:: PROVIDED ENTRIES ::

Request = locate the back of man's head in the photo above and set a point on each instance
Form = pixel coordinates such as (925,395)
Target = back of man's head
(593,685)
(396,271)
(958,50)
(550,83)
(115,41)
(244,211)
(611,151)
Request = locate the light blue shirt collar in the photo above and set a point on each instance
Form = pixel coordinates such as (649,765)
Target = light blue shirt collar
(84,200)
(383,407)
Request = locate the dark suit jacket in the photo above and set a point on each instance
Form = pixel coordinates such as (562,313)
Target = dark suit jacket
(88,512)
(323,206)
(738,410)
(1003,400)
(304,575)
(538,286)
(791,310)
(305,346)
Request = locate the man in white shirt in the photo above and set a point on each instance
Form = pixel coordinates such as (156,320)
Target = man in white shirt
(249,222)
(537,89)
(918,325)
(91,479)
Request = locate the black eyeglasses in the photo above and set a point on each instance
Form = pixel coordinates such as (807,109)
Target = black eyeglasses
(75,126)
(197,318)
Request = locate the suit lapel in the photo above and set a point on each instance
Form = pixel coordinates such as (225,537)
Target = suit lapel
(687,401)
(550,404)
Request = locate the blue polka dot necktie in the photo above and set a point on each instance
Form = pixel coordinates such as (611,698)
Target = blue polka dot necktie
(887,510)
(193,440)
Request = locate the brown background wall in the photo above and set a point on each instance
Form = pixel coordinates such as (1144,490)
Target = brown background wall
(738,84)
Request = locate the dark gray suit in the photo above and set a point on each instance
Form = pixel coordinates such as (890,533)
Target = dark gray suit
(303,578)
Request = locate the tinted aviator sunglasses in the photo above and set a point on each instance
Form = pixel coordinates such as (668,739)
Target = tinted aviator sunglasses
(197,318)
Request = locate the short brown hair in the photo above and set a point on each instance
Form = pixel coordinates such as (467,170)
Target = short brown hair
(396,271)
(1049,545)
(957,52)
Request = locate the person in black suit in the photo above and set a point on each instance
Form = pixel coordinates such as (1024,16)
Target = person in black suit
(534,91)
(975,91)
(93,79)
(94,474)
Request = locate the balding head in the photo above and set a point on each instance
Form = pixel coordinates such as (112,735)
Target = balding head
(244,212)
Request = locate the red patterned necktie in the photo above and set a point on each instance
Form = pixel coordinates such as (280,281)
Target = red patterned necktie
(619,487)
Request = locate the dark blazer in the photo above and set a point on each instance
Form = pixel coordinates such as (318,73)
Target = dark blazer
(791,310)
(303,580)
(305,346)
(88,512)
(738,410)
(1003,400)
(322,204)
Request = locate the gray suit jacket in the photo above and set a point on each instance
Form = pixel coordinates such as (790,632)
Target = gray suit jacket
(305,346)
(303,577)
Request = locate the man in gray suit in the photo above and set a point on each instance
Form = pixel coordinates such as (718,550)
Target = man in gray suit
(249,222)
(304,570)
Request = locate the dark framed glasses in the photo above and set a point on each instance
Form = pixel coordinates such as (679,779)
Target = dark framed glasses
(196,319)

:::

TASK REQUIREMENTS: In the entries above, one line contains "Target = tinted aviator sunglasses" and another contains "Form = pixel coordinates such as (790,632)". Reproduce exactly those two lines and the lines between them, nothing else.

TASK SOLUTION:
Target = tinted aviator sunglasses
(197,318)
Request = locate the short brown hair in the photo above and set a point on each instance
Form = pixel coordinates such as (467,170)
Target = short brown hair
(396,271)
(1049,545)
(957,52)
Request = locate the person in black suit in the photo above and set a point on each instance
Form = pixel coordinates such as (1024,16)
Target = person in black suit
(534,91)
(975,91)
(93,79)
(94,474)
Request = locate the balding head in the photo above and set a point on each instance
Form = pixel coordinates such as (112,735)
Target = balding head
(244,212)
Request = locate the red patterned necktie in the photo above and set a point on each instance
Form = pixel coordinates such as (280,281)
Target = red patterned necktie
(619,487)
Request = locate the dark blazer in the photo above and set a point on each instance
Form = pixel coordinates such as (318,73)
Target = dark blazer
(791,310)
(303,580)
(305,346)
(88,512)
(738,410)
(1003,400)
(322,204)
Request = locate the gray suit jacket in the photo above and set a point on each instance
Form = pixel coordinates such as (790,632)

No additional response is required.